▶ _Set of tasks_
[A] Rewrite the passage on dual-vector sequence optimization, beginning at the words "As shown in" and stopping after "after determining it.", with every instance of "duty cycle" replaced by "modulation ratio".
[B] Extend the passage on dual-vector sequence optimization with the section that follows its final sentence.

▶ _Passage_
3.3. Optimization of Dual-Vector Sequences and Duty Cycle

3.3.1. Sequences Optimization

The purpose of DVMPC is to minimize the current tracking error after $v_{o1}$ and $v_{o2}$ act together for one cycle. Currently, the primary focus of research is on optimizing the duty cycle to achieve the optimal output, without considering the sequences of DVMPC. However, different sequences strategies can significantly affect the current THD.

As shown in Figure 2a, $v_j,j\in (1,2)$ represents the optimal and suboptimal vectors obtained through the cost function Equation (20). Although the output vectors use the same duty cycle and the final output values of left and right are the same at the moment $k+1$, it is evident that the different vector output sequences result in different current THDs at the end of the control cycle (due to the differing integrals of the current errors). The right is a better solution than the left because it achieves a smaller current THD. Therefore, it is necessary to evaluate the output sequence of the optimal dual vector after determining it.

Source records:
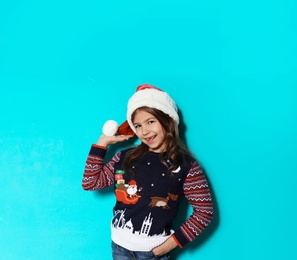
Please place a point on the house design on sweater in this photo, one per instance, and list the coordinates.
(120, 222)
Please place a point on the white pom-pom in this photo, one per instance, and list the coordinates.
(110, 128)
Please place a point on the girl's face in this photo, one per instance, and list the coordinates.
(149, 131)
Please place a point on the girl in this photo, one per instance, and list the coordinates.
(150, 180)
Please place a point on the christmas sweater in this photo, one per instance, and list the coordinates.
(147, 200)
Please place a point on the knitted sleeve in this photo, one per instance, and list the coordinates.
(197, 193)
(98, 175)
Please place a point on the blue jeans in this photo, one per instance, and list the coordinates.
(120, 253)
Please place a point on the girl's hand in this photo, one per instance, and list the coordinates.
(105, 140)
(164, 248)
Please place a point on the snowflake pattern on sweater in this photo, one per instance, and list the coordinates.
(147, 202)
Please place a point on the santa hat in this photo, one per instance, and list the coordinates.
(149, 96)
(146, 96)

▶ _Exercise answers_
[A]
As shown in Figure 2a, $v_j,j\in (1,2)$ represents the optimal and suboptimal vectors obtained through the cost function Equation (20). Although the output vectors use the same modulation ratio and the final output values of left and right are the same at the moment $k+1$, it is evident that the different vector output sequences result in different current THDs at the end of the control cycle (due to the differing integrals of the current errors). The right is a better solution than the left because it achieves a smaller current THD. Therefore, it is necessary to evaluate the output sequence of the optimal dual vector after determining it.

[B]
The ideal sequence should allow the actual output vector to approach the reference vector as quickly as possible at the beginning of each control cycle. This means that the Euclidean distance between $\left(v^{\ast }-v_0^{\ast }\right)$ and $d·\left(v_j-v_0^{\ast }\right)$ should be minimized when the duty cycle d is small. Therefore, the angle between $\left(v^{\ast }-v_0^{\ast }\right)$ and $v_j$ should be small, and the modulus of $v_j$ should be large. This can be obtained by

$$\begin{array}{cc}\hfill \underset{d\to 0}{lim}{h}^2& =\underset{d\to 0}{lim}{\left|\left|\left(v^{\ast }-v_0^{\ast }\right)-d·\left(v_j-v_0^{\ast }\right)\right|\right|}_2^2\hfill \\ \hfill & =\underset{d\to 0}{lim}{r}_1^2-2r_1{r}_{2}d+r_2^2{d}^2\hfill \\ \hfill & =\underset{d\to 0}{lim}{r}_1^2-2r_1{v}_{j}d+2r_1{r}_{3}d+r_2^2{d}^2\hfill \end{array}$$

(21)

where $r_1=v^{\ast }-v_0^{\ast }$, $r_2=v_j-v_0^{\ast }$, $r_3=v_0^{\ast }$.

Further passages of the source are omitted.